### Exercise task:
Which lines run from the one containing "tree canopy, imagine" to the end of the entries? Quote them exactly, and nothing else.

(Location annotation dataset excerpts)
____

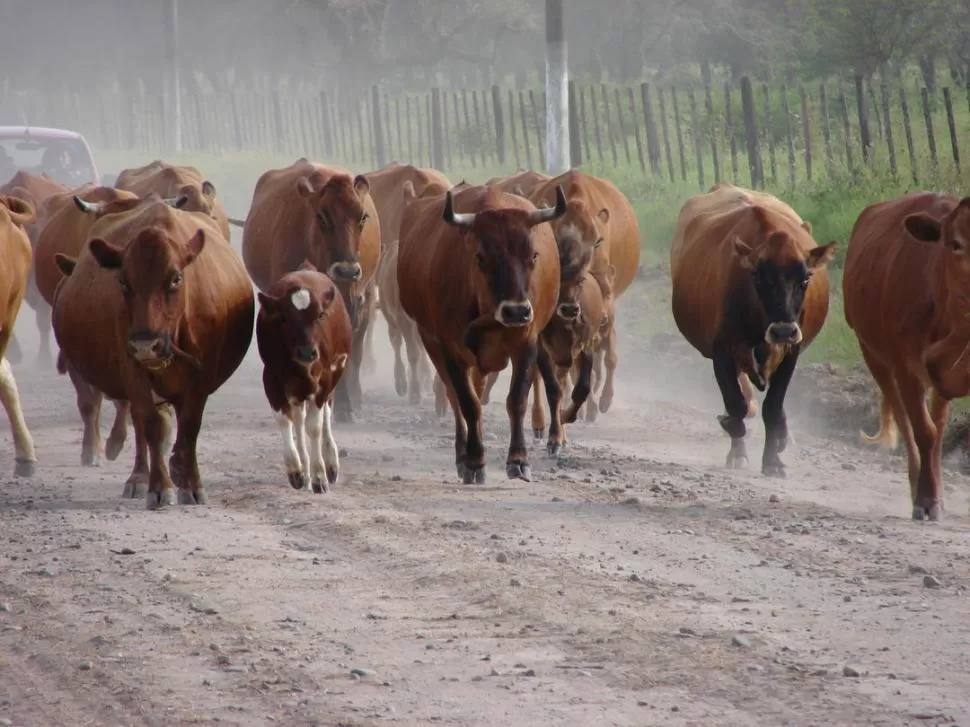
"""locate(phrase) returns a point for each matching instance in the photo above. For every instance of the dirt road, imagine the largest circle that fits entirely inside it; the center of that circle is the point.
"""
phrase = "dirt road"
(634, 582)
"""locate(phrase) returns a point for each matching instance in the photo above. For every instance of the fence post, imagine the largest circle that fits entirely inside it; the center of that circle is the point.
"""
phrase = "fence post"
(377, 123)
(751, 133)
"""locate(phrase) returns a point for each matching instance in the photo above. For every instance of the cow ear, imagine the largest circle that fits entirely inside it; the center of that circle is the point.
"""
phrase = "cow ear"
(742, 251)
(107, 255)
(821, 255)
(923, 227)
(64, 263)
(195, 246)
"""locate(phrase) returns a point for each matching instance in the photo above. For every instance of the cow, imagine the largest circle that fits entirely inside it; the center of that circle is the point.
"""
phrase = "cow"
(479, 274)
(392, 187)
(904, 286)
(303, 334)
(600, 229)
(36, 189)
(70, 217)
(172, 181)
(15, 215)
(750, 292)
(523, 182)
(309, 211)
(158, 311)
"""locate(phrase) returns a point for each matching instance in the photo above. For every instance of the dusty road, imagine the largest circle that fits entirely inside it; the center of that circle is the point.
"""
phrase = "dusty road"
(634, 582)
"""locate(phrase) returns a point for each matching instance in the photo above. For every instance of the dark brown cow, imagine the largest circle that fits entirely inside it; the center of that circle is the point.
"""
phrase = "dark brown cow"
(751, 292)
(157, 311)
(36, 189)
(173, 181)
(481, 283)
(907, 273)
(308, 211)
(15, 214)
(303, 333)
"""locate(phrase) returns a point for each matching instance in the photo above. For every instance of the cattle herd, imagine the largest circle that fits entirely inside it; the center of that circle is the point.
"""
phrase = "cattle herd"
(152, 308)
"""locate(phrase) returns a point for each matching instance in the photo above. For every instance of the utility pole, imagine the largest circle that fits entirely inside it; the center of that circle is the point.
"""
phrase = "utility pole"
(557, 91)
(174, 120)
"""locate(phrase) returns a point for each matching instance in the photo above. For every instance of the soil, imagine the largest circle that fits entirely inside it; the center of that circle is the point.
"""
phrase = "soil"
(634, 581)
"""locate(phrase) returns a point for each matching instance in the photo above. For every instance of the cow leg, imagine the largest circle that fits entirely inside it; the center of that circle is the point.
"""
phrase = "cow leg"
(137, 483)
(726, 374)
(25, 459)
(581, 390)
(157, 428)
(324, 457)
(610, 359)
(184, 462)
(927, 495)
(291, 455)
(517, 464)
(557, 435)
(773, 414)
(89, 405)
(119, 431)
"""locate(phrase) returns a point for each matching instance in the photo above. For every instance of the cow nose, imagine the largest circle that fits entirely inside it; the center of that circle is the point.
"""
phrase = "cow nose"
(514, 314)
(783, 333)
(569, 311)
(346, 271)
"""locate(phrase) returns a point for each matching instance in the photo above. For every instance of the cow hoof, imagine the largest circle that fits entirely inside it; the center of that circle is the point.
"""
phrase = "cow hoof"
(112, 449)
(518, 471)
(160, 500)
(298, 480)
(192, 497)
(134, 489)
(25, 468)
(473, 476)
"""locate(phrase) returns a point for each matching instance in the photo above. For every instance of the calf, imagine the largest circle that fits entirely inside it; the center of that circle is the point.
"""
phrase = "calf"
(303, 333)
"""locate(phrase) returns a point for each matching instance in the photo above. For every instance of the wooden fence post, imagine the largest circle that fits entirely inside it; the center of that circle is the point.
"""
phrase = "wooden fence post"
(751, 133)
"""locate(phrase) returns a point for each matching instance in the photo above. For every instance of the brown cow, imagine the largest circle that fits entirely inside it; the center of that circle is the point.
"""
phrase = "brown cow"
(522, 183)
(154, 314)
(70, 217)
(751, 292)
(481, 285)
(308, 211)
(303, 334)
(15, 214)
(905, 282)
(36, 189)
(172, 181)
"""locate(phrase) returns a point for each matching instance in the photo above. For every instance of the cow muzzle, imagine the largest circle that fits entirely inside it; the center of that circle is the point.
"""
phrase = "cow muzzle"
(779, 333)
(568, 311)
(349, 272)
(514, 313)
(305, 354)
(151, 351)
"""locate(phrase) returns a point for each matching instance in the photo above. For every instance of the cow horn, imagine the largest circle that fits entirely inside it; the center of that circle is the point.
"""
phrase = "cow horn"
(86, 207)
(452, 218)
(547, 214)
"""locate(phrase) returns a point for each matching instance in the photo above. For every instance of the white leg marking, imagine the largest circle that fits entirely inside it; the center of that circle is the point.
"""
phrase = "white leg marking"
(23, 443)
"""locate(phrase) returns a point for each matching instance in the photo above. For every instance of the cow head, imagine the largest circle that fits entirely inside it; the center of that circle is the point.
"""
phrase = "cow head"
(151, 274)
(780, 273)
(336, 220)
(301, 314)
(952, 231)
(505, 255)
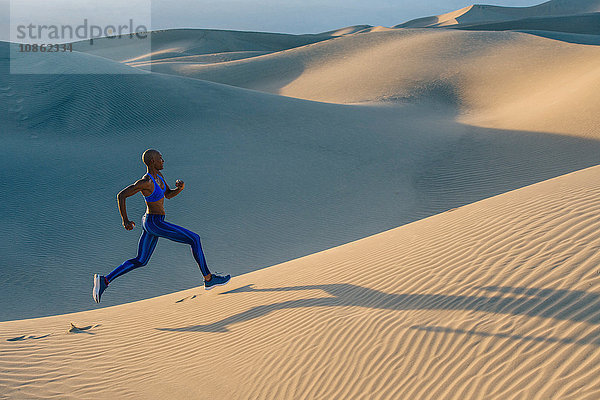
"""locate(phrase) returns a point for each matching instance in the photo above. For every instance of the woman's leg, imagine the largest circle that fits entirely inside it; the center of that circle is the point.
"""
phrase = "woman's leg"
(159, 227)
(146, 246)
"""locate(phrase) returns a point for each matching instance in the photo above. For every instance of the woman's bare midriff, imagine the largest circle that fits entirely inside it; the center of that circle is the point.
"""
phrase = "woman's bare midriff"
(155, 207)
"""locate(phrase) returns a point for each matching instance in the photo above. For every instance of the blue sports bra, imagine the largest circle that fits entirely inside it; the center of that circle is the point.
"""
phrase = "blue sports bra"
(158, 193)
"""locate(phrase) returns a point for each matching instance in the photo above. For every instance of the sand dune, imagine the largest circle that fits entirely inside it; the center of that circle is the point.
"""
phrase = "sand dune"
(193, 42)
(481, 13)
(382, 175)
(537, 82)
(327, 173)
(497, 299)
(587, 24)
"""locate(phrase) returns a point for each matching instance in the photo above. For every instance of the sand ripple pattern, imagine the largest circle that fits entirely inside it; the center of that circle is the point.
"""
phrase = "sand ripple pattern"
(499, 299)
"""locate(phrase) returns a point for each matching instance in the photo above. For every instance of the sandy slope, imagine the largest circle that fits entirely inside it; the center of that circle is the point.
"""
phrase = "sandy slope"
(504, 80)
(172, 43)
(498, 299)
(326, 174)
(480, 13)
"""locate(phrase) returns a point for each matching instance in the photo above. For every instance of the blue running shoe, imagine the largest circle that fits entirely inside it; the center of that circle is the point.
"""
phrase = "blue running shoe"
(216, 280)
(100, 284)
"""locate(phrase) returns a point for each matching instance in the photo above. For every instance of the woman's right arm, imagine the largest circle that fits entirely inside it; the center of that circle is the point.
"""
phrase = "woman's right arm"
(125, 193)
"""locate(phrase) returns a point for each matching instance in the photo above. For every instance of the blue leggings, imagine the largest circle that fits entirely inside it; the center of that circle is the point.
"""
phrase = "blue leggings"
(153, 227)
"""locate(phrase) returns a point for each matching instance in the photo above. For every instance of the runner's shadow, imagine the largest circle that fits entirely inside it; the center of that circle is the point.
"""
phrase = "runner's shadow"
(577, 306)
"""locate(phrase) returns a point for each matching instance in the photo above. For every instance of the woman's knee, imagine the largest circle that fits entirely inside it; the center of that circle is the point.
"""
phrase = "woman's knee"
(139, 262)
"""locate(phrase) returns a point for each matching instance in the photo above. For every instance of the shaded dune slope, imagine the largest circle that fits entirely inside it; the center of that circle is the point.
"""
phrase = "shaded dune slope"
(497, 299)
(481, 13)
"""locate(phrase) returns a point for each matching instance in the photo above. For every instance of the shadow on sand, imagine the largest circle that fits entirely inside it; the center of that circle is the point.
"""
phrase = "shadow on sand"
(576, 306)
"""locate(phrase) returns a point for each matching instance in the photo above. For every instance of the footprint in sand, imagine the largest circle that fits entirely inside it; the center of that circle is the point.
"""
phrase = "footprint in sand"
(76, 329)
(185, 298)
(25, 337)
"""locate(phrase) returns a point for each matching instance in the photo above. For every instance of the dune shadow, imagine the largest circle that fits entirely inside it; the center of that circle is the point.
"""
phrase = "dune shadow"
(569, 305)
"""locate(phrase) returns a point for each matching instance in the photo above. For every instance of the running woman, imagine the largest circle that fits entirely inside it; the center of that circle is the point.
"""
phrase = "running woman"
(154, 225)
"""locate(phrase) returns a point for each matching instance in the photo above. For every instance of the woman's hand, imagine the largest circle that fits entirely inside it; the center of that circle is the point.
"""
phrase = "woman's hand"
(128, 224)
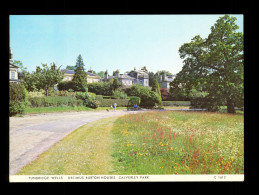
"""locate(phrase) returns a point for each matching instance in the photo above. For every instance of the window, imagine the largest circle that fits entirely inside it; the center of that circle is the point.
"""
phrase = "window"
(12, 74)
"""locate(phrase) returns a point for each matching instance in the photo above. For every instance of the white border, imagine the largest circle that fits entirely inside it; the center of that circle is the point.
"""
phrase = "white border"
(125, 178)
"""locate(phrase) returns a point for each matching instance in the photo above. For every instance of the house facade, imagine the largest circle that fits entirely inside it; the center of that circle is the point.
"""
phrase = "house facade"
(13, 69)
(166, 80)
(91, 78)
(141, 77)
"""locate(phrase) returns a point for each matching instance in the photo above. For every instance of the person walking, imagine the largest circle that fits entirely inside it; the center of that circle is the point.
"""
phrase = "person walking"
(115, 105)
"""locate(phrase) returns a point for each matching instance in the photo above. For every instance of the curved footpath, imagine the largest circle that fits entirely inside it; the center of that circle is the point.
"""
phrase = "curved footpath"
(33, 134)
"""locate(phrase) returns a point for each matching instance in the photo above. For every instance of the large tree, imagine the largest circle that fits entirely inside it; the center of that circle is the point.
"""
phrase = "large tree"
(80, 77)
(215, 65)
(47, 77)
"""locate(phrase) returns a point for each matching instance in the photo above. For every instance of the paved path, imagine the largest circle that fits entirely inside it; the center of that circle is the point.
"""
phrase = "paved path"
(33, 134)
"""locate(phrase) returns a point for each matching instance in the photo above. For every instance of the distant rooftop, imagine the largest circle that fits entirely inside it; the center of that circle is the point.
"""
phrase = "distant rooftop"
(73, 72)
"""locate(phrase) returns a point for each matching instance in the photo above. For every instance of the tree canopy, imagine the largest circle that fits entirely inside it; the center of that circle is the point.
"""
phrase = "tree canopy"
(80, 77)
(214, 65)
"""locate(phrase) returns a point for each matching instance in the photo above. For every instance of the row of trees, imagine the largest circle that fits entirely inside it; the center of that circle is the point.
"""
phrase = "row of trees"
(213, 69)
(212, 73)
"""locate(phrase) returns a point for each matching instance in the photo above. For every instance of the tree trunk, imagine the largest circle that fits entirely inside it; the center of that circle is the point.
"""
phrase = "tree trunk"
(230, 106)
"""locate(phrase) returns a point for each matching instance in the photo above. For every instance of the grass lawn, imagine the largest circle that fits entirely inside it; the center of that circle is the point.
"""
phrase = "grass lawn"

____

### Full response:
"""locate(phrase) returns a point for each matching instance in the photo above. For every instance of the tree canopy, imagine the largest circle that fits entirely inside it; the center of that circle is the point.
"""
phrase = "tree canopy"
(80, 77)
(214, 65)
"""locate(phrase) returns a point for each matching instance in the photo above. For every instance of the row of trees, imagine the largest circle that fits entirely inside it; the center of that circle is the point.
"""
phrase = "row of trees"
(213, 69)
(212, 73)
"""locate(phrase) returns a point for each matching instance in the photo above. For every instance of the tree trunk, imagine the largest circle that fits entirely inside it; the center of that circle is the point.
"""
phrase = "tree trunk"
(230, 106)
"""locate(phrase) returns a point for each matching instance in the photo above. For every instance of the grass lawn, imagine the largest circle that fits entirely inside it; the center of that circle is the point.
"""
phrase = "grass lawn"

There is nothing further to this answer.